[Fragmento de página]
•••••

Releo lo escrito y observo la vida por la ventana. Se me presenta la rúa repleta de tráfico medido en abundantes decibelios, de personas aferradas a un móvil, de mascotas que, en sus ladridos, no preguntan por el baño… Son las consecuencias de mi estado actual. Estoy ‘aislado’ a consecuencia del Covid, importado en un viaje al centro del país y de mi trayectoria institucional. Y es que estos quince días de encierro dan para pensar, para descansar, para soñar, para aburrirse…
Lo había practicado durante algunos meses. La experiencia de ir pisando camelias, caídas de su “maceta” y, a la vez, alejar las distancias cuando se acercaba algún ‘sospechoso’, porque instintivamente todos somos posibles transmisores del virus. Siempre por si acaso. Es ese leve paso hacia la izquierda para dejar que se deslice el susodicho y su acompañante; en una palabra, la psicosis del contagio que muchos llevamos en los genes. Parece que por esta vez no nos ha tocado.
Pero esta vez sí. Lo traigo en la cabeza, en la garganta y en la espalda. Mal lo puedo disimular. Hago un test de antígenos y me confirma lo que intuyo. Mis amagos de tos tosca y persistente alarman a mi gente. Comienzo a sentirme evitado en los locales, en las comidas, en las disertaciones. Hay que guardar las distancias no sea que este compañero, nos regale lo que a nadie interesa. Y esa percepción se vuele silencio, distancia, precaución. Como quien intuye que su presencia debe ser evitada. En unos días, he pasado de huir del contagio a ser contagiado. De rechazar al que quiere caminar a mi lado, a ser ‘apartado’ de la ‘familia’ con la que convivo… Y todo esto de una manera inconsciente o, al menos, espero que sea así.

•••••

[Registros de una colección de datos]
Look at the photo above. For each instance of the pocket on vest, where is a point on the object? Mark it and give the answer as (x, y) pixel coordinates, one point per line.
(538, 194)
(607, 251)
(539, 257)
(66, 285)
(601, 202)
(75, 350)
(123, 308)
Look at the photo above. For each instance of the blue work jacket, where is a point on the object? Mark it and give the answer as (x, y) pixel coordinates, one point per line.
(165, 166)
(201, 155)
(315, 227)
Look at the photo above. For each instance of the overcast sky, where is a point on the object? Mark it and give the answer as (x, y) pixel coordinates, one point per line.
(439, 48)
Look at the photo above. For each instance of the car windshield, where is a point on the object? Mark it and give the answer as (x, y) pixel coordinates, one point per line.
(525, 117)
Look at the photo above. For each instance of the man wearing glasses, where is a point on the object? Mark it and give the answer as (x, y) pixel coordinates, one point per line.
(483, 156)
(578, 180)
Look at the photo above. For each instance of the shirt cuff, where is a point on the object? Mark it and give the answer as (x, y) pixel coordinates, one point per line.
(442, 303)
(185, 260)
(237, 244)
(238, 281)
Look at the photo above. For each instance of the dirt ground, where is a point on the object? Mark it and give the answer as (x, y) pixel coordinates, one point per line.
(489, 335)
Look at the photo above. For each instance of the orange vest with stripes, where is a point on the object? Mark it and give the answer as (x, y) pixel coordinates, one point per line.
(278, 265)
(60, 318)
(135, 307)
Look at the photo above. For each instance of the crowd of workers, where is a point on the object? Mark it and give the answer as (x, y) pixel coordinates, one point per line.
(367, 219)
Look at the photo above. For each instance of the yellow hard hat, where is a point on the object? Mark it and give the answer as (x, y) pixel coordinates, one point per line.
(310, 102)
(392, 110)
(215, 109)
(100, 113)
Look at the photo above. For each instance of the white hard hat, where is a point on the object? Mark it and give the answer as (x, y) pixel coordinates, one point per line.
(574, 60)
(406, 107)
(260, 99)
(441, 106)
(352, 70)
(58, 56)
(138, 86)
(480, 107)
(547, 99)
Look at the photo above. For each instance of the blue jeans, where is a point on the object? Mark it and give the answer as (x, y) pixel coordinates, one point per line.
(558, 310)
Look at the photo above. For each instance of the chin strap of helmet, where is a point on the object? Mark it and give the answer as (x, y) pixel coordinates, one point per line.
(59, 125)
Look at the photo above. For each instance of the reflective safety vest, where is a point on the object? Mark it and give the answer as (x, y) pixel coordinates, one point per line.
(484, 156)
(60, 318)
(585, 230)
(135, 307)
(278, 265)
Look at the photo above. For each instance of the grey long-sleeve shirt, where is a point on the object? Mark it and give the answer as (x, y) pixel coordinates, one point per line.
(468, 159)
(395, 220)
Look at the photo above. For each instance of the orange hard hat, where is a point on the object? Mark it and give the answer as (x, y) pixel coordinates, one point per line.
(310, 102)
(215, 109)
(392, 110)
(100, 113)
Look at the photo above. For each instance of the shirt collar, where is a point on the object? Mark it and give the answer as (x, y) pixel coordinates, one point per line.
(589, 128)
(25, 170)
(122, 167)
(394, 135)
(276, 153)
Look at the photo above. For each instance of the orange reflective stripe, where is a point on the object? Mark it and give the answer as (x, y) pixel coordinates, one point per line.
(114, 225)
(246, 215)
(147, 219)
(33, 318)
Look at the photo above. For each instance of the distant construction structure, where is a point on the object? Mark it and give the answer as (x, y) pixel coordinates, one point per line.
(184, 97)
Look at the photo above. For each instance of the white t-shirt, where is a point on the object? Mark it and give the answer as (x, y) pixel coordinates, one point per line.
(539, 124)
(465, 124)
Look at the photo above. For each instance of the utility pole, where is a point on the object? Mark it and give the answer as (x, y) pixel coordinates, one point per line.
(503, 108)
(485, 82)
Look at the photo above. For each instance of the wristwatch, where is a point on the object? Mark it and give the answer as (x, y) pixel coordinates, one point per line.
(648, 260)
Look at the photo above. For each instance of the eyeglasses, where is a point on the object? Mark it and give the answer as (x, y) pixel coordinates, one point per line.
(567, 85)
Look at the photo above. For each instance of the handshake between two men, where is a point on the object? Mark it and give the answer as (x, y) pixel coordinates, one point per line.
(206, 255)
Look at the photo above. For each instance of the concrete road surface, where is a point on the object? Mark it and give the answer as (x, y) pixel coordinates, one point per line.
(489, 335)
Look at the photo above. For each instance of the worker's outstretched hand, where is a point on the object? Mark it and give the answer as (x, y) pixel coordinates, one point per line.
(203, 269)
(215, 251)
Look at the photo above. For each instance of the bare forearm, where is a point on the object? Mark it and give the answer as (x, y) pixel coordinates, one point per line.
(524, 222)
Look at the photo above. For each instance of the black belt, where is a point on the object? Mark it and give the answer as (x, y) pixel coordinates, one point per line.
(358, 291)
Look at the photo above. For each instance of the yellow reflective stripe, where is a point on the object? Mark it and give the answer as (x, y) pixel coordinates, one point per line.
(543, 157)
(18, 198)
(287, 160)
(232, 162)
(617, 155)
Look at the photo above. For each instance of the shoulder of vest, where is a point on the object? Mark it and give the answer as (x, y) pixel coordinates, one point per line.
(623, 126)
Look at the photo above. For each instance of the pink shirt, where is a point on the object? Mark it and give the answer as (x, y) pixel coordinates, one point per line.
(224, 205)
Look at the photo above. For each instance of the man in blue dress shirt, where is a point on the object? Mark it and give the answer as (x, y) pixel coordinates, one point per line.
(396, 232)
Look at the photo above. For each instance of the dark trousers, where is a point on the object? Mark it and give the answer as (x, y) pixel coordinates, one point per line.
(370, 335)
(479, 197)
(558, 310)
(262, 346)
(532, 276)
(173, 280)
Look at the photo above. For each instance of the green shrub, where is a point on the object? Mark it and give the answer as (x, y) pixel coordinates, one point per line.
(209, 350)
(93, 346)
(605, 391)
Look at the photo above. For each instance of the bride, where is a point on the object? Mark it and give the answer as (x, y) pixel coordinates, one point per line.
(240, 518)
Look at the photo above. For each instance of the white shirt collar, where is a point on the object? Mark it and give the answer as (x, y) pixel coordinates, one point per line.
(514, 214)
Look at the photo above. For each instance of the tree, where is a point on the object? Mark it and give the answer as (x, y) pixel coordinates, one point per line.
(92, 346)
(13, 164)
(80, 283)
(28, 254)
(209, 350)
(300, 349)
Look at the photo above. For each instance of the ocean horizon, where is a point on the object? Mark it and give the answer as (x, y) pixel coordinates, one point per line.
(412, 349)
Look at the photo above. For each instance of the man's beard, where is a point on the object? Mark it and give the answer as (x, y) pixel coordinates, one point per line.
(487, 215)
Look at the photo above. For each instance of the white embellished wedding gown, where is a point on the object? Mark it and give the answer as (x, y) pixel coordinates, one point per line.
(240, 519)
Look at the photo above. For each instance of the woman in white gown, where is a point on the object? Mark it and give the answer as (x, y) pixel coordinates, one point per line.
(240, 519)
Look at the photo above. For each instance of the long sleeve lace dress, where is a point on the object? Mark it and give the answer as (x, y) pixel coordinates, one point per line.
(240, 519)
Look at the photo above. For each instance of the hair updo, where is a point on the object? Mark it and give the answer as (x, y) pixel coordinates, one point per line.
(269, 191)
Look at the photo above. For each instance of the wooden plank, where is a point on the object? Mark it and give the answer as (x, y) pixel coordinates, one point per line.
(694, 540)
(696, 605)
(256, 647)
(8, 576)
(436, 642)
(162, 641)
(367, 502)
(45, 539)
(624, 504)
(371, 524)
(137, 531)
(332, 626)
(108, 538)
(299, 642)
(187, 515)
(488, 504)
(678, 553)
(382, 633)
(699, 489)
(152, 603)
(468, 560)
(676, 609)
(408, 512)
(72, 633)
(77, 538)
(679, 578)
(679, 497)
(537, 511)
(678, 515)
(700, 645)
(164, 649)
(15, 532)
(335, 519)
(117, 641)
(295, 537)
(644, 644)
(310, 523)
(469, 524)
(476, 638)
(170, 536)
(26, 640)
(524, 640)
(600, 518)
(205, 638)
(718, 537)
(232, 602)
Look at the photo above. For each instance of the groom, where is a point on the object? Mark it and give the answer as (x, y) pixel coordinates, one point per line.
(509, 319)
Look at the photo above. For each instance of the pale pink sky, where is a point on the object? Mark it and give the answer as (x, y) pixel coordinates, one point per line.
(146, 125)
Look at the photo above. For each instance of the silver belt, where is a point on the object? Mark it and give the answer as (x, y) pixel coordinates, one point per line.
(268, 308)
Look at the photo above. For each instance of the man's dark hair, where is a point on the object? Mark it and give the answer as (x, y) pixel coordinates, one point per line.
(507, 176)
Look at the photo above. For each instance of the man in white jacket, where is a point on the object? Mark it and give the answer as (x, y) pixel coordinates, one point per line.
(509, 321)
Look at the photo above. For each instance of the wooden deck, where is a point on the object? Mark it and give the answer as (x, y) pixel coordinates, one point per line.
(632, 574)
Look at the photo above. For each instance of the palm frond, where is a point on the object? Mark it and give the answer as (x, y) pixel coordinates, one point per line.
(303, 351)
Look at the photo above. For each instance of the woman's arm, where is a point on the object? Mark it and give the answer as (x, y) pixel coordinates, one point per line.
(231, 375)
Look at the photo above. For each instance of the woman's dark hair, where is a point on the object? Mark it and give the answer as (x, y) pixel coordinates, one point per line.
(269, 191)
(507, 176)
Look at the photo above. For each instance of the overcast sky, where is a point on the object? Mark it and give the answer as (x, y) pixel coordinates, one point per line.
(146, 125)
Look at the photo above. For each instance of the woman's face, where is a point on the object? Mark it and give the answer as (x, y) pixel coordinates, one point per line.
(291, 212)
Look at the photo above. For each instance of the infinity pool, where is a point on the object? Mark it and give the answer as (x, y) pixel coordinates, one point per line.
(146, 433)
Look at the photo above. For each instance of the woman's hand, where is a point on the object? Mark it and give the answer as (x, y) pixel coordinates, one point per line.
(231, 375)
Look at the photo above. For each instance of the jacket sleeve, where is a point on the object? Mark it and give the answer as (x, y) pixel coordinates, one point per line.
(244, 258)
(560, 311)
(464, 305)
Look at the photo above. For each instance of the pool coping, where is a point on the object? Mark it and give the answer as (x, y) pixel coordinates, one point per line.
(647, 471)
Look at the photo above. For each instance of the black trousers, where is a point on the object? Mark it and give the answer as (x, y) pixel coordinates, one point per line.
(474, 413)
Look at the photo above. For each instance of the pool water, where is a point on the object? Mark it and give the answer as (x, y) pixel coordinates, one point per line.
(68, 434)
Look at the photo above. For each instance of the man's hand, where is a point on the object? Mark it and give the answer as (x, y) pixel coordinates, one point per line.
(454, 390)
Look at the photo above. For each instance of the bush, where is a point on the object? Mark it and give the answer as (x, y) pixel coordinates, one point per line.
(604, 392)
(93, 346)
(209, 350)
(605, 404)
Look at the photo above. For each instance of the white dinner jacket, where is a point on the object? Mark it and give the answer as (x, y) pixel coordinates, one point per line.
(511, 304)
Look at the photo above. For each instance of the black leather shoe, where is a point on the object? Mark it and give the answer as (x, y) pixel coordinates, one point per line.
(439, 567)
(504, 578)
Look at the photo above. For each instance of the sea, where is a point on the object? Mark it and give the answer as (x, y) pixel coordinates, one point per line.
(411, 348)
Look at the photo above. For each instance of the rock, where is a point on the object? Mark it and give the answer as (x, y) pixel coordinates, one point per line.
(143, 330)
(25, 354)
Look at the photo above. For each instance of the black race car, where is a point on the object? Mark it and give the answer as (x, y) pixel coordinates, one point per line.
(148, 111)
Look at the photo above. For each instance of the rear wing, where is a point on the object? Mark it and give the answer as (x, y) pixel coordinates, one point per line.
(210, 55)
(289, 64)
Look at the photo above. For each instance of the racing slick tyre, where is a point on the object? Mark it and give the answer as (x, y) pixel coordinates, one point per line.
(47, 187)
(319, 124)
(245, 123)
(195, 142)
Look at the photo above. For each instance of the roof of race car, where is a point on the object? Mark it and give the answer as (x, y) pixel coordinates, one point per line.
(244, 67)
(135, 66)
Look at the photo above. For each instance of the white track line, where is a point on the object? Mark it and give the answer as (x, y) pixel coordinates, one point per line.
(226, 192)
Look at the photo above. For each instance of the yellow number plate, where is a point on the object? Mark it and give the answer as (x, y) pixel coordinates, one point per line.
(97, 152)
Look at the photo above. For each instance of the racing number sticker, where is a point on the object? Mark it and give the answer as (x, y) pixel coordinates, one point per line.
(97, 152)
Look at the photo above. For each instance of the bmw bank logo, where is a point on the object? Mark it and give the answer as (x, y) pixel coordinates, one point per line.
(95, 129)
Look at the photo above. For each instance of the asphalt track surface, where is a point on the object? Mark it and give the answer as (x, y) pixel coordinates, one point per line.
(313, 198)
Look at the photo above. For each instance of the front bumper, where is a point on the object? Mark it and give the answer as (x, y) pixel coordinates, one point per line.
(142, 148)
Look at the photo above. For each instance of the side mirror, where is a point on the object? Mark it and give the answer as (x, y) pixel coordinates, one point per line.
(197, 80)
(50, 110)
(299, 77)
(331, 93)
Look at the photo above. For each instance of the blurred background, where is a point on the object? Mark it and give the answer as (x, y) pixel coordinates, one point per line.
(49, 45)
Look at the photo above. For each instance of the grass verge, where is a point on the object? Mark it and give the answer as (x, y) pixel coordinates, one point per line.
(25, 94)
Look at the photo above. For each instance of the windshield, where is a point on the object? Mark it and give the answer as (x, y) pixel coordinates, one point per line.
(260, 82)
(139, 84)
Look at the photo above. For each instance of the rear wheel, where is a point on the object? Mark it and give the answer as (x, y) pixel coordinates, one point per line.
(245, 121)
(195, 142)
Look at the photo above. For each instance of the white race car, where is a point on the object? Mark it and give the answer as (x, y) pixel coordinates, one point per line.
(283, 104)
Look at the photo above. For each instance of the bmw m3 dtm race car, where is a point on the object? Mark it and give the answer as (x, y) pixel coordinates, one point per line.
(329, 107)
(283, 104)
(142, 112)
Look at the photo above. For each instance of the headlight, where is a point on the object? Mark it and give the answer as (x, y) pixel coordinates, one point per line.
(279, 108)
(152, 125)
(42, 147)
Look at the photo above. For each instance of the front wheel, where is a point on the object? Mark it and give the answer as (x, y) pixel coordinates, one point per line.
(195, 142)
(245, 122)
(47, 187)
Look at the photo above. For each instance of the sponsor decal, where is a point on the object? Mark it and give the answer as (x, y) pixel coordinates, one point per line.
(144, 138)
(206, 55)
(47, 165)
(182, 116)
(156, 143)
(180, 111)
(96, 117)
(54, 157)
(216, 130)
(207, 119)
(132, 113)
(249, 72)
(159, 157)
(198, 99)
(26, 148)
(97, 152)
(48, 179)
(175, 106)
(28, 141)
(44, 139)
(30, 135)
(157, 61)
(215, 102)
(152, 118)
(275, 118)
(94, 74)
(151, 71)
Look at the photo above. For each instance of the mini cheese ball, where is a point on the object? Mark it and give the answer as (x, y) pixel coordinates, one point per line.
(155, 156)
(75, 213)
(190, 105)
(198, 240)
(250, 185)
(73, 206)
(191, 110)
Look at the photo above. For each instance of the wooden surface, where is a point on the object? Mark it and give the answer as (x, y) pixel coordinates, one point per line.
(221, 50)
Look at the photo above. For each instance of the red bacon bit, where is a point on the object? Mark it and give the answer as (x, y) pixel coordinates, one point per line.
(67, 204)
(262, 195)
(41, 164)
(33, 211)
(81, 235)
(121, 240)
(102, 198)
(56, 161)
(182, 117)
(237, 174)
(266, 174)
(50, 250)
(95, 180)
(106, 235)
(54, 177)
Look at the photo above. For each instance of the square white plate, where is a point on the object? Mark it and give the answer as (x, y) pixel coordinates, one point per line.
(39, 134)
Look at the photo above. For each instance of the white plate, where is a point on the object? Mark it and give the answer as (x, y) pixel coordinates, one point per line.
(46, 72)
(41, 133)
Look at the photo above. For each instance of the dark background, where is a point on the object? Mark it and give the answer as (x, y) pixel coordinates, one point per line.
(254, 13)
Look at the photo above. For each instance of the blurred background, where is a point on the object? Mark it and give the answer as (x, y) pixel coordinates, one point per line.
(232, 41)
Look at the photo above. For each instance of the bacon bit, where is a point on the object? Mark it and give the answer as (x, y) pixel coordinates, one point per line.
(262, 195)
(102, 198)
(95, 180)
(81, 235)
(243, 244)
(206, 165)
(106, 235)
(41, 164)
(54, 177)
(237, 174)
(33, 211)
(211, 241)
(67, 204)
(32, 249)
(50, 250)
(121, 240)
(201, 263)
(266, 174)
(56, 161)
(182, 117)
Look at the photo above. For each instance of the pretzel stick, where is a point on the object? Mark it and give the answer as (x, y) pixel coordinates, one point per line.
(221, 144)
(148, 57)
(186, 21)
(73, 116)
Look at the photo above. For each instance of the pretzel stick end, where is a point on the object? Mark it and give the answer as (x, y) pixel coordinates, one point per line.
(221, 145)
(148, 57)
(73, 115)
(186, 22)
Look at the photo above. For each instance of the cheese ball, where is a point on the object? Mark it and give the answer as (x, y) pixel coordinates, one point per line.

•••••

[Consigna 1] Copia sin cambios el pasaje del texto sobre el aislamiento por Covid que empieza en "Pero esta vez" y termina en "que sea así.".
[Consigna 2] Escribe la continuación del texto sobre el aislamiento por Covid a partir de su última frase.

[Respuesta 1]
Pero esta vez sí. Lo traigo en la cabeza, en la garganta y en la espalda. Mal lo puedo disimular. Hago un test de antígenos y me confirma lo que intuyo. Mis amagos de tos tosca y persistente alarman a mi gente. Comienzo a sentirme evitado en los locales, en las comidas, en las disertaciones. Hay que guardar las distancias no sea que este compañero, nos regale lo que a nadie interesa. Y esa percepción se vuele silencio, distancia, precaución. Como quien intuye que su presencia debe ser evitada. En unos días, he pasado de huir del contagio a ser contagiado. De rechazar al que quiere caminar a mi lado, a ser ‘apartado’ de la ‘familia’ con la que convivo… Y todo esto de una manera inconsciente o, al menos, espero que sea así.

[Respuesta 2]
Y en este tiempo de aislamiento comienzan los recuerdos. Algo has de hacer, aunque no tengas ganas de hacer nada.
Vuelve la sensación de pisar la flor de la camelia en tus paseos intentando descubrir “las espinas de la rosa”. Las camelias no tienen espinas, espinas de esas que se clavan en las manos, sino que soportan la dolorosa espina de ser pisadas e ignoradas cuando yacen en el suelo en un proceso de descomposición vital, no fácilmente comprensible.
Y el dulce regalo del día de mi cumpleaños que aquella niña me trae envuelto en una cajita en que destaca el blanco sobre el negro. Es un bombón de chocolate con leche artísticamente envuelto en su caja de cartón para que no necesite ser manipulado por nadie más que por el donante y el receptor, donde quiera y cuando quiera. Nada más sugerente que este regalo, ofrecido por una niña que no sabes cómo se llama y que recibes con júbilo y casi con lágrimas agradecidas. Minutos después, ya en un lugar apartado, abro el artístico envoltorio y contemplo el inesperado regalo. Sonrío. Dentro, por debajo del dulce, aparece un papel con una inscripción: “Tómatelo cuando te sientas mayor”.
Parece que lo del Covid va quedando atrás. La última prueba de antígenos me ha dado negativo. Respiro con fuerza. Ahora, inmunizado, pondré otros ojos a esta circunstancia que me ha tenido quince días desconfiando de mí y sospechando de todos. Se me había olvidado que la vida y las relaciones con mi grupo, con mi familia, son las que me hacen y permiten ser. En este espacio y en este tiempo, se realiza mi historia; no soy dueño de otra. Somos tiempo que perdura en el tiempo.
Y, de verdad, tengo ganas de volver a ver a Mateo, a Lucas, a Daniela, a Fabio, a Adriana, a Marcos, a Álvaro… Su vitalidad y sus ganas de vivir, lejos del Covid y otras amenazas, me obligan a mantener en su sitio el bombón de chocolate, sin abrir, a la espera de ese día que no deseo que llegue. He decidido ayunar de bombones porque aún no quiero sentirme mayor.